→ Detection examples
** begin **

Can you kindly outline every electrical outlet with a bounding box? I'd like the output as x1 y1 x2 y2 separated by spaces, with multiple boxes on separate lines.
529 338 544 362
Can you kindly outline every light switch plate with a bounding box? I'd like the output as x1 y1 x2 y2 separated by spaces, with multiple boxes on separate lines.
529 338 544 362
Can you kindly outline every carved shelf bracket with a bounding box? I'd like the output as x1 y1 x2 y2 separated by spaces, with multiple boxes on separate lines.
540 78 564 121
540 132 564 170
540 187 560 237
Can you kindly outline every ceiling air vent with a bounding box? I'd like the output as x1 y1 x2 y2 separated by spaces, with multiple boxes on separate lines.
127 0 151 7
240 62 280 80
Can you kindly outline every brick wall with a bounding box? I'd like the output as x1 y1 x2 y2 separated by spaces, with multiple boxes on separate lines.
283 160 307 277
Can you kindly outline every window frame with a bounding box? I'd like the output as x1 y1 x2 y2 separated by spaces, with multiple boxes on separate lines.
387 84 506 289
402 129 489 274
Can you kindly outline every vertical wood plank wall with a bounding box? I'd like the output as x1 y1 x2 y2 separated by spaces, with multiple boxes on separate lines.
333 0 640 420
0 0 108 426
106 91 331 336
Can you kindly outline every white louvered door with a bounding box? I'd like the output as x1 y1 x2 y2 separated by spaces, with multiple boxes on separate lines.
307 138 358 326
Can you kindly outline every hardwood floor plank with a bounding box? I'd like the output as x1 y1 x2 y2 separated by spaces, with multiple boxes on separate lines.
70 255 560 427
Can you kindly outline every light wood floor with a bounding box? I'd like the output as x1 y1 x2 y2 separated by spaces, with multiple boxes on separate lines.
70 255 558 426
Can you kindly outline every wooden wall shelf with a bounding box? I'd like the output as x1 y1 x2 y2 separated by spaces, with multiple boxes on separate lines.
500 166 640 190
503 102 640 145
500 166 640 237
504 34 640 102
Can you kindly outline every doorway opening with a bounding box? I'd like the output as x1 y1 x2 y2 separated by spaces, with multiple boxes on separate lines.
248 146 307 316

** end **

→ What to do
Rewrite all of the records above with "bounding box" changed to "rectangle" wherever it occurs, leaving everything else the same.

→ Exercise result
Can you kindly outline every electrical outlet with a rectangle? I'd like the output as x1 y1 x2 y2 separated by spaces, with multiple boxes on separate lines.
529 338 544 362
Can you kindly outline every light switch plate with a rectangle? I'd like the output as x1 y1 x2 y2 separated by spaces, with multiple boxes on separate lines.
529 338 544 362
Can you kindly outline every carved shelf bracket with a rectangle? I'd like the output as x1 y1 x2 y2 separated by spaces, with multiple boxes on separate lines.
540 78 564 121
540 132 564 170
540 187 560 237
Can you kindly outline every ceiling air vent with a rectangle? I'd like the output as x1 y1 x2 y2 separated by spaces, with multiple boxes on separate lines.
127 0 151 7
240 62 280 80
Can you kindly outline every brick wall with a rectangle? I'd like the output as x1 y1 x2 y2 separated by spaces, with multiple boxes on separate lines.
283 160 307 277
Can you kindly outline every window frame with a rectangle? I'd like the output as x1 y1 x2 y2 separated by spaces, with multiple boxes on separate lines.
387 84 506 289
402 129 489 274
Can you kindly outline every vertical wood plank wall with a rectangle? I'd like the output as x1 y1 x2 y2 separated by spaces, with multiple boxes on separate lines.
333 0 640 420
0 0 108 426
106 91 331 336
Can you kindly outline every white louvered door with a rectangle? I'd like the output as x1 y1 x2 y2 separated by spaces, with multiple boxes on separate lines.
307 138 358 326
Can you kindly outline every hardwood floor plank with a rectangle? I'd like the output as x1 y1 x2 y2 separated by spaces, with multiple boxes on separate lines.
70 255 560 427
Can you kindly outline every light wood floor with a rectangle? I'd like the output as x1 y1 x2 y2 separated by spaces, with multiple boxes on separate lines.
70 255 558 426
Can you kindly outline every wooden wall shelf with a rectangle? I'd like the output as x1 y1 x2 y2 separated by spaces, with multiple boxes on separate lines.
500 166 640 190
503 102 640 145
500 166 640 237
504 34 640 102
Can you kindly outline every doorway opening with a rectangle? I'd like the output as x1 y1 x2 y2 separated by spaces, with multiple boxes on separate lines.
248 146 307 316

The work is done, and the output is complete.